**Document extract:**
════════════════
Sultan Of Swing
With his third Masters title in six years and seventh major championship of his career, Tiger Woods proves he's alone in his field

A bogey at No. 5 Sunday was a minor blip in an airtight effort showing Woods' dominance.
They can lengthen the golf course or shorten it, grow the rough to four inches, fill the bunkers with small reptiles and install a windmill on the 16th green. They can plant trees where trees never stood, halt 300-yard drives in mud and slay the best putters in cold blood, which isn't to say the membership of Augusta National GC isn't without compassion.
Upon further review, they might consider a clown's mouth. Preferably Charles Barkley's.
Amidst all the fact, fiction and flabbergast surrounding the 66th Masters, a king-size case of reality emerged last Sunday. There is only one Tiger Woods, a man with his own era, and at this juncture on the road to Nicklausville, the truth is starting to hurt. On an afternoon when five of the world's top seven players stood poised to alter the game's competitive universe, to threaten Woods' dominance of Augusta National and impose some doubt as to the identity of the world's best golfer, poise became a forgotten commodity.
Tiger shifted into his prevent defense with nine holes to play, shot his highest round of the week (71) and, at 12 under, still won by three. Not until Hootie Johnson slid the green jacket over his shoulders was he actually touched. "All those guys were right behind me," Woods insisted after another victory dinner with the Masters chairman. "Anytime you beat a field like that, it's so satisfying."
He was being gracious where others were hopeless, playing the humble champion on a day when so much breathless anticipation left a pile of contenders in dire need of oxygen. From Retief Goosen's duck-hook off the first tee to Vijay Singh's double-chunk quadruple bogey from the middle of the 15th fairway, this tournament produced nothing in the way of final-round suspense. For all his greatness, Woods has become a drama vacuum, a presence armed with two tons of intimidation every time he's in the hunt, a supreme talent whose insatiable desire to win clearly saps the will of others.
"This tournament wears on you," said Stewart Cink, who finished tied for 24th. "One of the biggest hazards out there is what's happening between your ears, and he's in everyone else's head."
Added Colin Montgomerie, never one to miss a bandwagon headed in the wrong direction: "They said they Tigerproofed the thing. If they want to do that, they should make it shorter. [The tees] were on the tips today, and the fairways hadn't been mowed. They seemed to be saying, 'He is the best, so why not let him win?' They have played right into his hands."
As disheartening as the reaction was to Woods winning by 12 strokes in 1997, this might have been worse. Els, whose demise was punctuated by a careless triple bogey at the par-5 13th, sounded particularly distraught. "I don't know what it is about professional golfers, but sometimes we think we're better than we are," he admitted. "It's been in my game for a while—a lot of frustration. It's been that way for two years or so. I feel like I'm getting in my own way."
In joining Harry Vardon, Bobby Jones, Gene Sarazen, Sam Snead and Arnold Palmer on the list of those with seven Grand Slam titles, Woods only reaffirmed the notion that he has Jack Nicklaus' number (18) on speed dial. He has won six of the last 10 majors, a pace that would end his chase of Nicklaus in the summer of 2007. Just as frightening is his 92 percent success rate (23 of 25) when leading a tournament after 54 holes. Woods is now 7-0 when he carries a lead into a major on Sunday. Not even Fat Jack slammed the door with such conviction.
For Palmer, the 66th Masters was his 48th and final one as a competitor, bringing to an end the most influential career in golf history. It was here in 1958 that Arnie's Army was formed by U.S. soldiers from nearby Fort Gordon who once manned Augusta National's scoreboards. Nearly half a century later, he remains the most popular man on the grounds.
════════════════
**Given entries:**
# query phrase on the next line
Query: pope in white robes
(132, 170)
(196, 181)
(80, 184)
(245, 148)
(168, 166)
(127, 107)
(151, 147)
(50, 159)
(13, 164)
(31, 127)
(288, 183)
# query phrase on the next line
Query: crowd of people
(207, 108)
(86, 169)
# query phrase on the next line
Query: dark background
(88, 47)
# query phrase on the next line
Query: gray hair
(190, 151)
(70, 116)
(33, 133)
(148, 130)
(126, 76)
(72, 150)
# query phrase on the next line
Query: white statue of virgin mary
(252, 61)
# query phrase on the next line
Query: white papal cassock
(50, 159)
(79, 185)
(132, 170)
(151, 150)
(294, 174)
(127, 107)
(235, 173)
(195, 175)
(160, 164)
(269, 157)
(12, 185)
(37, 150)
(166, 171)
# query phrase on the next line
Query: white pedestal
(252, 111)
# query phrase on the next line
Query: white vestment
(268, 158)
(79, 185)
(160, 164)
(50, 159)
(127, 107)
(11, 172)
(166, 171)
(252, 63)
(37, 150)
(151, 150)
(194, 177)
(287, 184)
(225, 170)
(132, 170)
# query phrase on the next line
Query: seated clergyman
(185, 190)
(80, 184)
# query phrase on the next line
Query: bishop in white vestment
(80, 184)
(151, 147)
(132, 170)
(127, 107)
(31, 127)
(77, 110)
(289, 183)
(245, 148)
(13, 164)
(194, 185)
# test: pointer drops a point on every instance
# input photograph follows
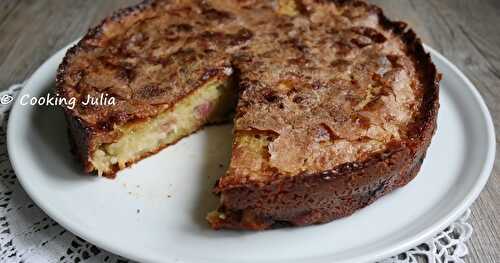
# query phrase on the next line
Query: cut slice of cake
(335, 105)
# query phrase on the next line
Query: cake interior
(211, 103)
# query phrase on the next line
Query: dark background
(467, 32)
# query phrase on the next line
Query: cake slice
(338, 108)
(335, 105)
(161, 68)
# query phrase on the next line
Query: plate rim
(389, 250)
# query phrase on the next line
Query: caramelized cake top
(322, 82)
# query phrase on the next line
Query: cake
(333, 104)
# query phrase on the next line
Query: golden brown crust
(322, 78)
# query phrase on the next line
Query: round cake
(333, 104)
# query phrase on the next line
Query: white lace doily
(28, 235)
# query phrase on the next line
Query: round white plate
(154, 212)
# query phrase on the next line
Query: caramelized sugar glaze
(337, 104)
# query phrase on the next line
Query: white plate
(155, 211)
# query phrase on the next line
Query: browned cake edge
(83, 136)
(307, 199)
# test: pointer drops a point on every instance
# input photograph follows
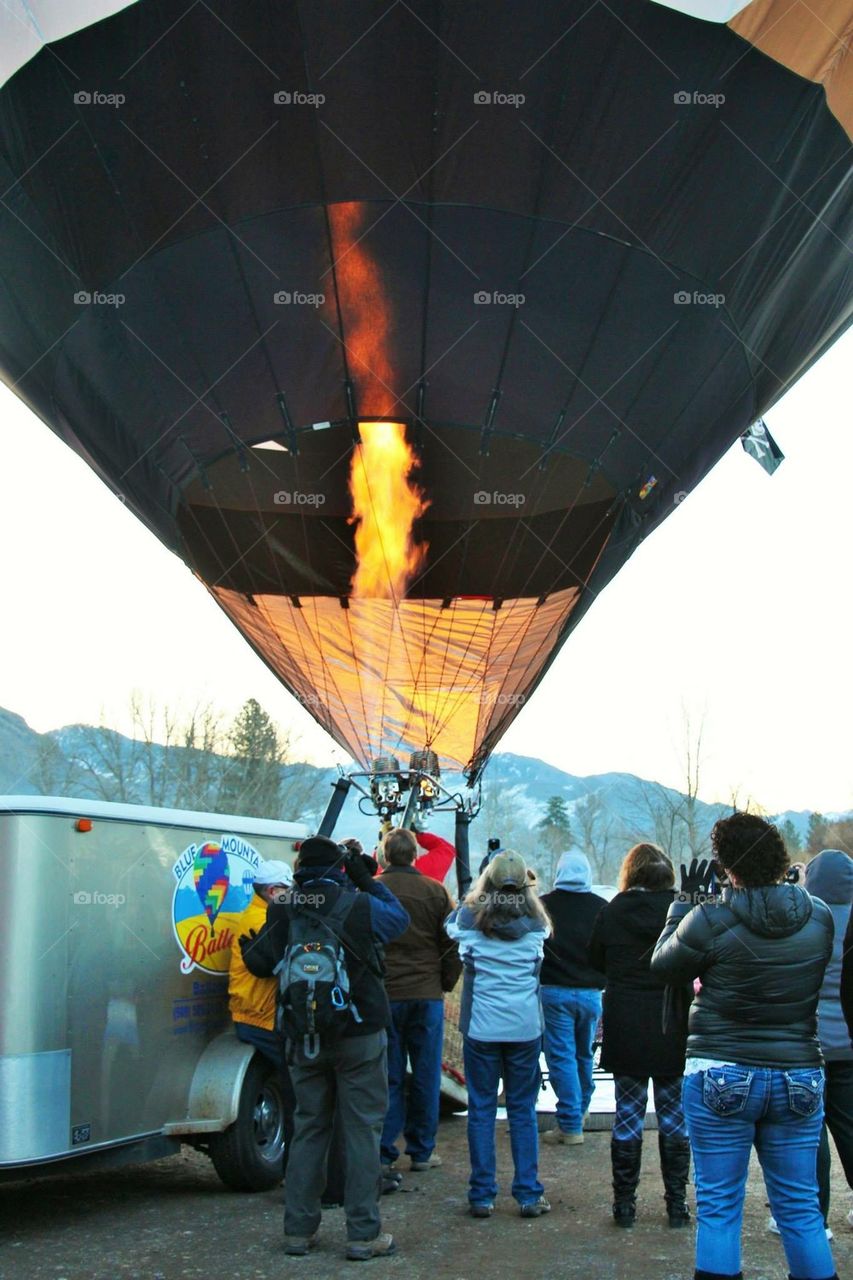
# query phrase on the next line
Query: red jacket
(438, 859)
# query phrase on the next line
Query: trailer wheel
(247, 1156)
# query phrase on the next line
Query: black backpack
(314, 996)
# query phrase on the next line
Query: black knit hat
(322, 851)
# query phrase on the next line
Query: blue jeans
(728, 1111)
(570, 1018)
(415, 1032)
(518, 1064)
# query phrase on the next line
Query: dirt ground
(173, 1219)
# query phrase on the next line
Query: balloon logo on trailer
(213, 886)
(211, 877)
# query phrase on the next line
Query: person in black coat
(635, 1047)
(847, 983)
(753, 1074)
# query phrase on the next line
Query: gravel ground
(173, 1219)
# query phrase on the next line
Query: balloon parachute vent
(424, 762)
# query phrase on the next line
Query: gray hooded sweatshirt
(830, 877)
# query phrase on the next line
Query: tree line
(199, 759)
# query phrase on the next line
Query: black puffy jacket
(761, 954)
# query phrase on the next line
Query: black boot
(675, 1168)
(625, 1160)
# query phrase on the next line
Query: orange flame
(386, 502)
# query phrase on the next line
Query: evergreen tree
(816, 835)
(251, 782)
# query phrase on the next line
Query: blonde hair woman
(501, 928)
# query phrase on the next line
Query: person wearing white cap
(252, 1000)
(501, 928)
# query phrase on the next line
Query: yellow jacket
(251, 1000)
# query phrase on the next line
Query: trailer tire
(249, 1155)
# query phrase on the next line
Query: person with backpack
(570, 995)
(501, 928)
(420, 965)
(324, 947)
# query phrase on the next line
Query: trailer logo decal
(214, 886)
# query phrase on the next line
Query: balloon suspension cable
(398, 795)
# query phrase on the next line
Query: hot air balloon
(405, 324)
(210, 876)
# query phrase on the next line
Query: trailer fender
(217, 1083)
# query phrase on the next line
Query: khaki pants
(354, 1077)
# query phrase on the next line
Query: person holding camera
(755, 1072)
(342, 1065)
(501, 928)
(637, 1047)
(829, 876)
(420, 967)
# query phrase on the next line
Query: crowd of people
(731, 995)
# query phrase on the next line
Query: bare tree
(596, 828)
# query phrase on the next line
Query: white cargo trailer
(115, 1042)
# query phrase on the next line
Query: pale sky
(734, 609)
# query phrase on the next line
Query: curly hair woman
(501, 928)
(635, 1047)
(753, 1073)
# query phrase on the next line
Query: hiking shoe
(772, 1226)
(381, 1247)
(297, 1246)
(557, 1137)
(536, 1208)
(420, 1166)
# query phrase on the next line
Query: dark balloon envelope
(605, 241)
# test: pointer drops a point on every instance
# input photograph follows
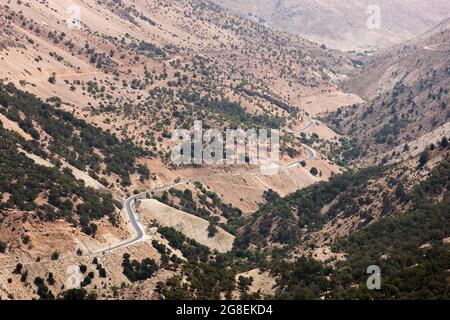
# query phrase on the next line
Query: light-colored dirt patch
(263, 282)
(38, 160)
(331, 101)
(191, 226)
(13, 126)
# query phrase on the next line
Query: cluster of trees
(235, 114)
(138, 271)
(281, 219)
(191, 250)
(409, 269)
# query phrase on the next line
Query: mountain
(344, 24)
(407, 92)
(92, 205)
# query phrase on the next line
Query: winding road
(128, 205)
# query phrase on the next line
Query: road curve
(128, 207)
(311, 153)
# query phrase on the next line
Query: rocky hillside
(407, 94)
(346, 24)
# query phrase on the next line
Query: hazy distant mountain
(345, 23)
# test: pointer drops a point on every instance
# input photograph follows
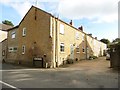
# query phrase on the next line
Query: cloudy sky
(99, 17)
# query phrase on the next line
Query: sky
(99, 17)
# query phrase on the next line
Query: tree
(106, 41)
(7, 22)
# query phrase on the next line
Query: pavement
(82, 74)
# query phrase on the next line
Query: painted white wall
(3, 35)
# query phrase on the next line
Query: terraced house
(40, 34)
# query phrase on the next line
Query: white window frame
(84, 49)
(62, 47)
(82, 37)
(24, 32)
(23, 49)
(62, 31)
(78, 49)
(77, 35)
(13, 35)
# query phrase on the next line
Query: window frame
(77, 35)
(78, 49)
(23, 49)
(62, 29)
(13, 34)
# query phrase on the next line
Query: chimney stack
(71, 22)
(81, 28)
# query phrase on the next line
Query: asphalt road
(83, 74)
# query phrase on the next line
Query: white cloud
(101, 10)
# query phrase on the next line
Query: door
(71, 51)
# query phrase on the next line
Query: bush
(92, 57)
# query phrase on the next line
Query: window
(24, 32)
(13, 34)
(82, 37)
(23, 49)
(83, 49)
(62, 47)
(3, 53)
(61, 29)
(77, 35)
(12, 49)
(78, 49)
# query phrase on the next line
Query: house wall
(69, 38)
(3, 35)
(12, 43)
(96, 47)
(37, 36)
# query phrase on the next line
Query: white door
(71, 51)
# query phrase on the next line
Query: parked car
(107, 56)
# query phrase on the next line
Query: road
(83, 74)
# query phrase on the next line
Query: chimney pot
(80, 28)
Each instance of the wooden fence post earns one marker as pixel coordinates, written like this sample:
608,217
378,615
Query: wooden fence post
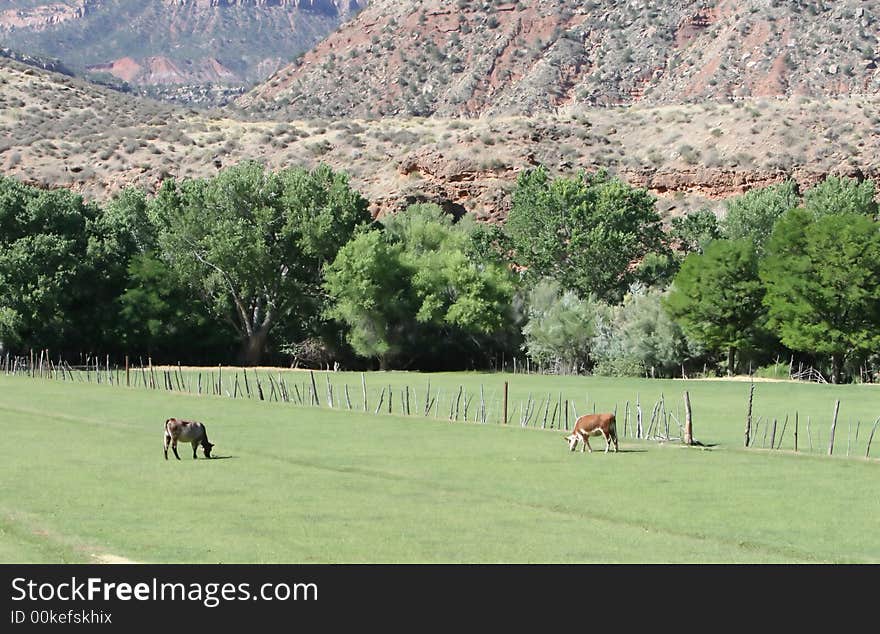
364,387
871,437
749,415
688,422
833,427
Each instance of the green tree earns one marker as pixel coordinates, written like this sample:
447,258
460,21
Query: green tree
418,285
370,289
836,195
753,214
56,276
585,232
560,327
160,317
693,232
254,243
643,335
716,296
823,284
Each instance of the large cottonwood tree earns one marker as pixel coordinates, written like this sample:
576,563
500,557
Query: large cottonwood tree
253,243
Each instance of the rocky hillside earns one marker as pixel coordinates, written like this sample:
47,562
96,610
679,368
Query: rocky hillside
172,42
60,131
478,58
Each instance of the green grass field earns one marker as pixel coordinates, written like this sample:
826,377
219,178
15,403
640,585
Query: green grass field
83,478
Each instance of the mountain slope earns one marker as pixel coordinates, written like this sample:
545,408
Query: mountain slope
61,131
435,57
189,41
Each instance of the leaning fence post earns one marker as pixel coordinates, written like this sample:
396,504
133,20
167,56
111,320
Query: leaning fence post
833,427
315,399
364,387
688,422
639,429
749,414
871,437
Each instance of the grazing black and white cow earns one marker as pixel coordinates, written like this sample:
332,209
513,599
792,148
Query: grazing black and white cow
186,431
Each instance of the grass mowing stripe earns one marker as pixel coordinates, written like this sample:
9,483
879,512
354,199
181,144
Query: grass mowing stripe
322,485
65,418
23,540
611,521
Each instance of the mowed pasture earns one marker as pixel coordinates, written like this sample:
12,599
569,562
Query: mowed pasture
84,477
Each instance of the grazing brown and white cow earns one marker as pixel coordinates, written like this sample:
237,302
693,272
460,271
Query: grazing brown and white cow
186,431
604,425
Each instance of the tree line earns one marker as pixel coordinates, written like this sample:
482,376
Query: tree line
257,266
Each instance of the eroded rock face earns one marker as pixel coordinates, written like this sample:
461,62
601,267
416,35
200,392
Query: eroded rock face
437,58
173,42
43,16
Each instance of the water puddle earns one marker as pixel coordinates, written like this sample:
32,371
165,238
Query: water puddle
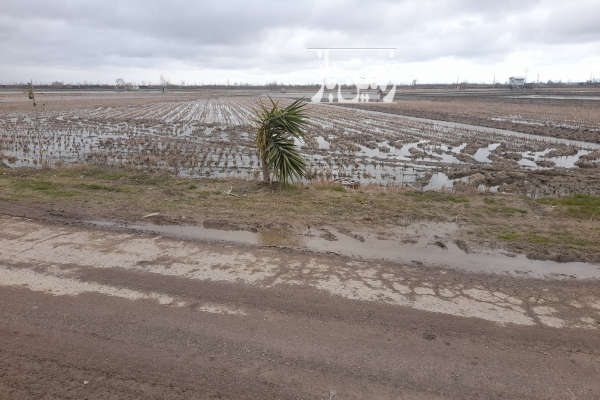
421,243
482,155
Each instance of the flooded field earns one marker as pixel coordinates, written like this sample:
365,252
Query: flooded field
204,135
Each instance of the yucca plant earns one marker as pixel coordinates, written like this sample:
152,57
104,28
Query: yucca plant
276,129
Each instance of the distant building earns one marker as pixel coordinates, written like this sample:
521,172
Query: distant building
516,81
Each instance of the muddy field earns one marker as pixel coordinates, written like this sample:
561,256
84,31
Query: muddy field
208,134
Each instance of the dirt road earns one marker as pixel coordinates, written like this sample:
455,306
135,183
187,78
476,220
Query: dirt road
98,314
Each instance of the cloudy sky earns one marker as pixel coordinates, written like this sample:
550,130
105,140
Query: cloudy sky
260,41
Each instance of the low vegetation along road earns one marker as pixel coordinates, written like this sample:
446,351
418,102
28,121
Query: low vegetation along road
98,314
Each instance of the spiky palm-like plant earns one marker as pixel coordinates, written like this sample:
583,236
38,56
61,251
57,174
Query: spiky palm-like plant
276,129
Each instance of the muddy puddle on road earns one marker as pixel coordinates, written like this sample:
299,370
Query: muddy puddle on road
418,244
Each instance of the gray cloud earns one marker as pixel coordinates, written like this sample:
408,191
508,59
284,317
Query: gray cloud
════════════════
**Exercise 1:** Write out the passage of the article on Tiger Woods' Masters win starting with "Sultan Of Swing" and going on through "isn't without compassion.".
**Exercise 2:**
Answer these questions using the article on Tiger Woods' Masters win.
(a) What score did Woods shoot in his highest round of the week?
(b) At which hole did Els make a triple bogey?
(c) How many Masters had Palmer played as a competitor, counting the 66th?

**Answer box 1:**
Sultan Of Swing
With his third Masters title in six years and seventh major championship of his career, Tiger Woods proves he's alone in his field

A bogey at No. 5 Sunday was a minor blip in an airtight effort showing Woods' dominance.
They can lengthen the golf course or shorten it, grow the rough to four inches, fill the bunkers with small reptiles and install a windmill on the 16th green. They can plant trees where trees never stood, halt 300-yard drives in mud and slay the best putters in cold blood, which isn't to say the membership of Augusta National GC isn't without compassion.

**Answer box 2:**
(a) 71
(b) The par-5 13th
(c) 48